#### [MATERIAL TO PROCESS]
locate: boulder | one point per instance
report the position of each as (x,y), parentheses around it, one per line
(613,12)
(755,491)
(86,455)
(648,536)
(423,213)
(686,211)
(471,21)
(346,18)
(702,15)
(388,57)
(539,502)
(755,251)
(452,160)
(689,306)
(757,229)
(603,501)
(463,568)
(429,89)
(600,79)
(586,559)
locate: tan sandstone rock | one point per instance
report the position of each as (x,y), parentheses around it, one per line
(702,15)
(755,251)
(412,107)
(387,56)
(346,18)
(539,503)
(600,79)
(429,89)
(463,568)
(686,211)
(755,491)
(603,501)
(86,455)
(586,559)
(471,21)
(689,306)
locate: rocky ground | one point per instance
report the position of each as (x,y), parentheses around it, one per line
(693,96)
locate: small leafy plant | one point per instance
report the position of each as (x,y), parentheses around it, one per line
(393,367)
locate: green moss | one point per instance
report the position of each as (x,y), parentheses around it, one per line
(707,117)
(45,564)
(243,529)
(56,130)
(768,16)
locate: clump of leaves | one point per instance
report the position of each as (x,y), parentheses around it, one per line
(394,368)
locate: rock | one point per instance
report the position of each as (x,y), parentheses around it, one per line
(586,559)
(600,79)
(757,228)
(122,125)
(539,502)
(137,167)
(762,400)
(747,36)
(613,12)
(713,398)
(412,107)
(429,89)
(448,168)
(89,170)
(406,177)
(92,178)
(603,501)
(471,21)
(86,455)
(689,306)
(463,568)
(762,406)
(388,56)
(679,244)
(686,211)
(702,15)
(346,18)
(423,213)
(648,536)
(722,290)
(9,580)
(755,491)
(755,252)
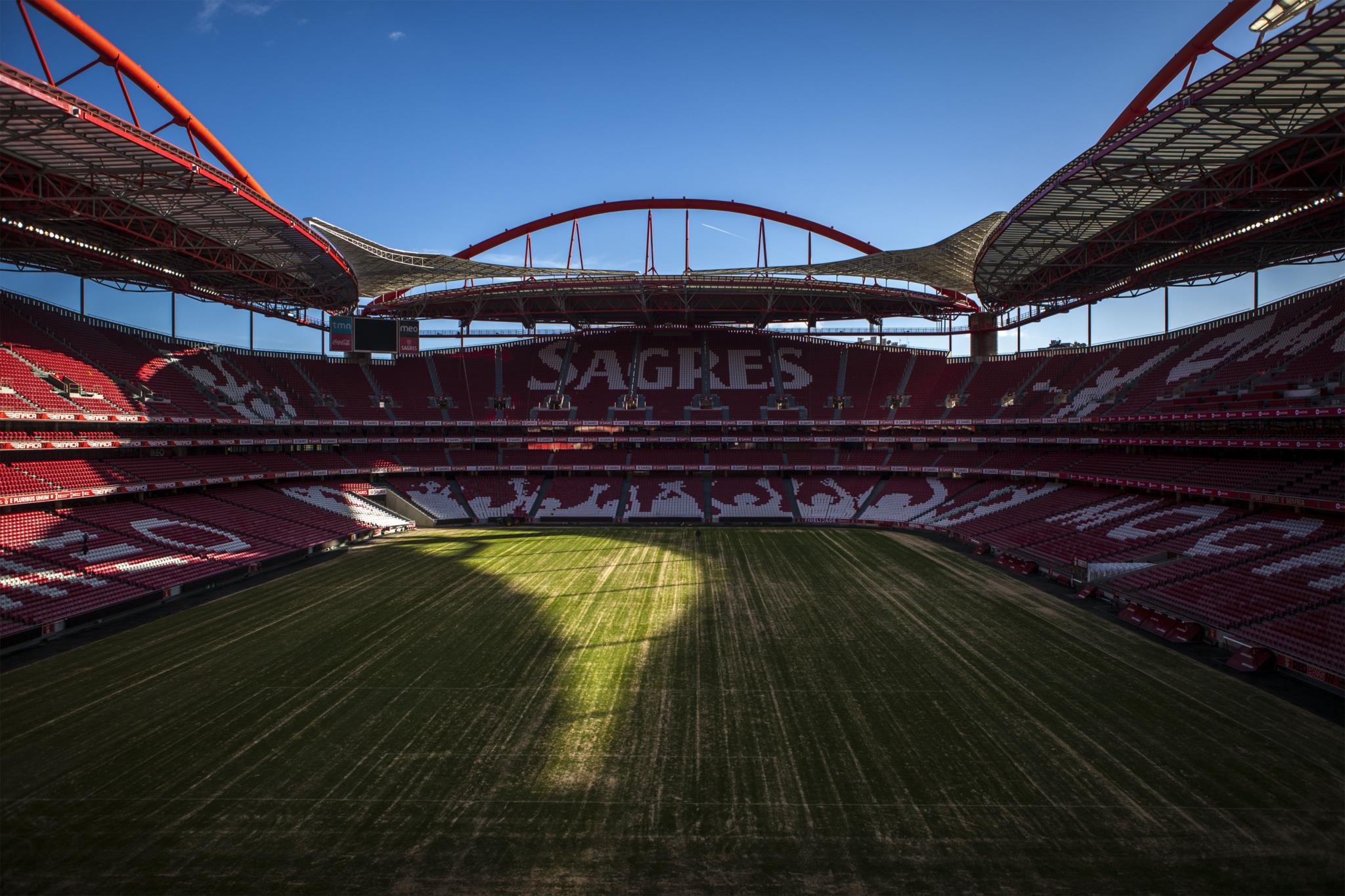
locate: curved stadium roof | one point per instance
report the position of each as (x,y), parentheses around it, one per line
(1242,169)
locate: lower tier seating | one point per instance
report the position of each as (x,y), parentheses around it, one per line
(85,559)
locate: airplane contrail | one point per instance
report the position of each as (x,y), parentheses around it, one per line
(721,230)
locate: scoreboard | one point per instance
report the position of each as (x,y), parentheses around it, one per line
(374,335)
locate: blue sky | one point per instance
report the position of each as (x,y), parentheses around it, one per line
(433,125)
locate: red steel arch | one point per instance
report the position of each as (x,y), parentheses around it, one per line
(125,66)
(1185,58)
(661,205)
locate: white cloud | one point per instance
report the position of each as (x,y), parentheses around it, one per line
(721,230)
(210,11)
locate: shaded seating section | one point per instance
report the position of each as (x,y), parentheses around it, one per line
(906,499)
(77,473)
(1315,636)
(232,464)
(808,373)
(741,372)
(739,457)
(994,381)
(244,386)
(342,387)
(747,498)
(409,387)
(432,495)
(91,389)
(154,524)
(600,371)
(341,503)
(831,498)
(156,469)
(422,457)
(1049,387)
(810,457)
(467,381)
(665,498)
(1290,352)
(493,498)
(137,367)
(23,390)
(530,371)
(206,508)
(594,457)
(872,373)
(330,521)
(581,498)
(669,373)
(57,566)
(933,381)
(669,456)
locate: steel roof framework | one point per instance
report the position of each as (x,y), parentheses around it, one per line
(88,194)
(946,265)
(1242,169)
(684,299)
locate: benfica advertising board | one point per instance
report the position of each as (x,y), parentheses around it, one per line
(342,335)
(408,337)
(374,335)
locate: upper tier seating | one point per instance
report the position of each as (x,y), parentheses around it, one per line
(432,495)
(581,498)
(1285,354)
(747,498)
(342,503)
(494,498)
(831,498)
(665,498)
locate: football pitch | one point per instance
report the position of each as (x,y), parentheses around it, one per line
(638,710)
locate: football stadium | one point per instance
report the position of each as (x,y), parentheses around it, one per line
(684,576)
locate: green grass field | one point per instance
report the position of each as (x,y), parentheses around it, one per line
(631,710)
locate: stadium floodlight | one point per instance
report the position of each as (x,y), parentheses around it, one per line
(1278,14)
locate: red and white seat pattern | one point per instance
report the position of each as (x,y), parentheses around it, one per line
(493,498)
(433,496)
(665,498)
(581,498)
(758,499)
(345,504)
(906,499)
(831,498)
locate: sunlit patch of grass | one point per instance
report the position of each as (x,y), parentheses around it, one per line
(638,710)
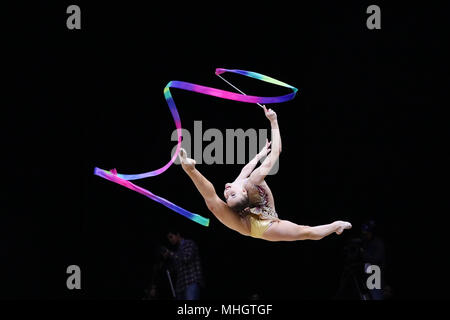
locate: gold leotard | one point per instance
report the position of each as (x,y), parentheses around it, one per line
(261,216)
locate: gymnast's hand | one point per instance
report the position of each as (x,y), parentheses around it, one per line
(186,163)
(270,114)
(341,226)
(264,150)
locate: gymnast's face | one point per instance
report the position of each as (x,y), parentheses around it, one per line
(234,194)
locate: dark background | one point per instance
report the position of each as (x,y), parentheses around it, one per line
(364,138)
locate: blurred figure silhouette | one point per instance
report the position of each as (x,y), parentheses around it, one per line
(373,253)
(161,286)
(185,260)
(359,254)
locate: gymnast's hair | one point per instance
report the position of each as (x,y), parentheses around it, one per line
(241,205)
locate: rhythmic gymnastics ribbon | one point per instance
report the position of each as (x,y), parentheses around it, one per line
(124,179)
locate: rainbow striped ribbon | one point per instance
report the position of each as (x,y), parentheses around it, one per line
(124,179)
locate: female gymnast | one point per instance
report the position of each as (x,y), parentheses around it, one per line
(250,208)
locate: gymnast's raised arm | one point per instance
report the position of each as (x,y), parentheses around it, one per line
(216,205)
(263,170)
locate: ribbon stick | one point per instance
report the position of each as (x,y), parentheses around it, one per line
(124,179)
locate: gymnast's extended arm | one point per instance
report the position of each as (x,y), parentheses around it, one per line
(263,170)
(216,205)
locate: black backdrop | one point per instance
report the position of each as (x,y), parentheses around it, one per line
(363,139)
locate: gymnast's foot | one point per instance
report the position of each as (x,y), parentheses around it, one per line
(186,163)
(341,226)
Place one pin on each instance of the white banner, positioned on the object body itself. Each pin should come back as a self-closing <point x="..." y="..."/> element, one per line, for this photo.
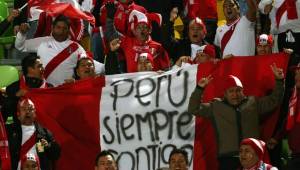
<point x="143" y="116"/>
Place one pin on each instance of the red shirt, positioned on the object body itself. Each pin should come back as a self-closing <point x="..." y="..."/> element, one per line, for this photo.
<point x="132" y="48"/>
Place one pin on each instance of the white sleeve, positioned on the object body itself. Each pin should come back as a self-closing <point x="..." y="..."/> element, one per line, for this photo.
<point x="30" y="45"/>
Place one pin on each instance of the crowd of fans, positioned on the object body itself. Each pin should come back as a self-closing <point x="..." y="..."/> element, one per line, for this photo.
<point x="134" y="36"/>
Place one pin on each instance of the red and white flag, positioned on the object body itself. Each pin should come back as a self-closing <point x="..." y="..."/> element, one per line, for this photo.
<point x="141" y="117"/>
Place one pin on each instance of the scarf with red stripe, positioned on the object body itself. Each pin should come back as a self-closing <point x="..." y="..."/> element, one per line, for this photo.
<point x="290" y="7"/>
<point x="293" y="112"/>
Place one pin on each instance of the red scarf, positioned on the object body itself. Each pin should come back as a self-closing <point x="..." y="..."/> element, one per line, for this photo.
<point x="227" y="36"/>
<point x="23" y="84"/>
<point x="290" y="7"/>
<point x="4" y="150"/>
<point x="293" y="112"/>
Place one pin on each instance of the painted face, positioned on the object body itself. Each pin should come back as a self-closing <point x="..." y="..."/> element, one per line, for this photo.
<point x="248" y="156"/>
<point x="231" y="10"/>
<point x="30" y="165"/>
<point x="26" y="112"/>
<point x="196" y="33"/>
<point x="142" y="32"/>
<point x="85" y="69"/>
<point x="297" y="78"/>
<point x="60" y="31"/>
<point x="144" y="64"/>
<point x="201" y="58"/>
<point x="37" y="70"/>
<point x="106" y="163"/>
<point x="125" y="1"/>
<point x="234" y="95"/>
<point x="177" y="162"/>
<point x="263" y="49"/>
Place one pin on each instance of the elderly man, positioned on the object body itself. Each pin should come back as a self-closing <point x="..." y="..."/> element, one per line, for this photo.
<point x="105" y="160"/>
<point x="58" y="53"/>
<point x="235" y="116"/>
<point x="133" y="47"/>
<point x="236" y="37"/>
<point x="32" y="77"/>
<point x="28" y="137"/>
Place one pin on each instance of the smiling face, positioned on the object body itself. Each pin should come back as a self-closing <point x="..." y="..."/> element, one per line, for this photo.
<point x="248" y="156"/>
<point x="196" y="33"/>
<point x="85" y="68"/>
<point x="178" y="162"/>
<point x="231" y="11"/>
<point x="142" y="32"/>
<point x="26" y="112"/>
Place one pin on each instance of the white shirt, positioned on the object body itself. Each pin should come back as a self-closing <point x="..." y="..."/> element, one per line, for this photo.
<point x="47" y="48"/>
<point x="242" y="41"/>
<point x="27" y="132"/>
<point x="285" y="23"/>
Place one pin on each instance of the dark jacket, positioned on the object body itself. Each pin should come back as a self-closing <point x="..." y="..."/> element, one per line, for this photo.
<point x="10" y="102"/>
<point x="4" y="26"/>
<point x="232" y="124"/>
<point x="47" y="158"/>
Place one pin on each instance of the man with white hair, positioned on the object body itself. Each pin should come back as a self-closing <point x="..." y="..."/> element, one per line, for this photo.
<point x="236" y="116"/>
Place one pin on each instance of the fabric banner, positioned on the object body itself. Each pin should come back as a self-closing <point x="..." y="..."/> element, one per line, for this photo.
<point x="141" y="117"/>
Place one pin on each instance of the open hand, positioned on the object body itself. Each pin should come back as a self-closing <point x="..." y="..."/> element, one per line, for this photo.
<point x="204" y="81"/>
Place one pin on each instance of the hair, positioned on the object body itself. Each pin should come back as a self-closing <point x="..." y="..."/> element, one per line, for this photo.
<point x="62" y="18"/>
<point x="179" y="151"/>
<point x="28" y="61"/>
<point x="75" y="75"/>
<point x="102" y="154"/>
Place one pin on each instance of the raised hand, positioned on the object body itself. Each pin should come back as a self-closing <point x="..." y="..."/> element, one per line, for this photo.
<point x="111" y="10"/>
<point x="278" y="72"/>
<point x="204" y="81"/>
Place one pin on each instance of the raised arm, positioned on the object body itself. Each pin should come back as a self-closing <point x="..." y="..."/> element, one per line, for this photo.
<point x="195" y="106"/>
<point x="251" y="13"/>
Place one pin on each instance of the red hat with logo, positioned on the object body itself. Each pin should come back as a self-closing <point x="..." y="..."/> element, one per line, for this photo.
<point x="264" y="39"/>
<point x="259" y="147"/>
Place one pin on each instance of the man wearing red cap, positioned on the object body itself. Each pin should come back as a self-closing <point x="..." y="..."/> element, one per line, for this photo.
<point x="236" y="116"/>
<point x="285" y="22"/>
<point x="291" y="127"/>
<point x="26" y="136"/>
<point x="132" y="47"/>
<point x="253" y="155"/>
<point x="237" y="36"/>
<point x="264" y="44"/>
<point x="186" y="47"/>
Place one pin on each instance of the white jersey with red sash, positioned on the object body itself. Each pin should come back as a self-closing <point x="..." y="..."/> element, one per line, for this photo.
<point x="28" y="142"/>
<point x="48" y="48"/>
<point x="284" y="15"/>
<point x="237" y="39"/>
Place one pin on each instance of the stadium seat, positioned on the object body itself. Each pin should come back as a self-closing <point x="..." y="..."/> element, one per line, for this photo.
<point x="8" y="75"/>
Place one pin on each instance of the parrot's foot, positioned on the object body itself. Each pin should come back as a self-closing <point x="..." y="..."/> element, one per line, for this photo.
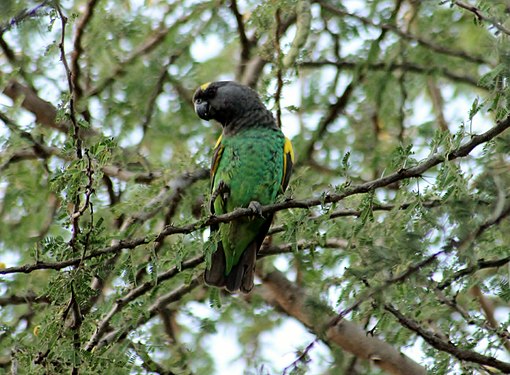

#### [TASK PROMPT]
Take every line in the preceding listing that contains "seating" and copy it.

#### [WRITTEN SOLUTION]
locate: lower tier seating | one point per instance
locate: shaded seating section | one point per instance
locate: upper tier seating | one point per instance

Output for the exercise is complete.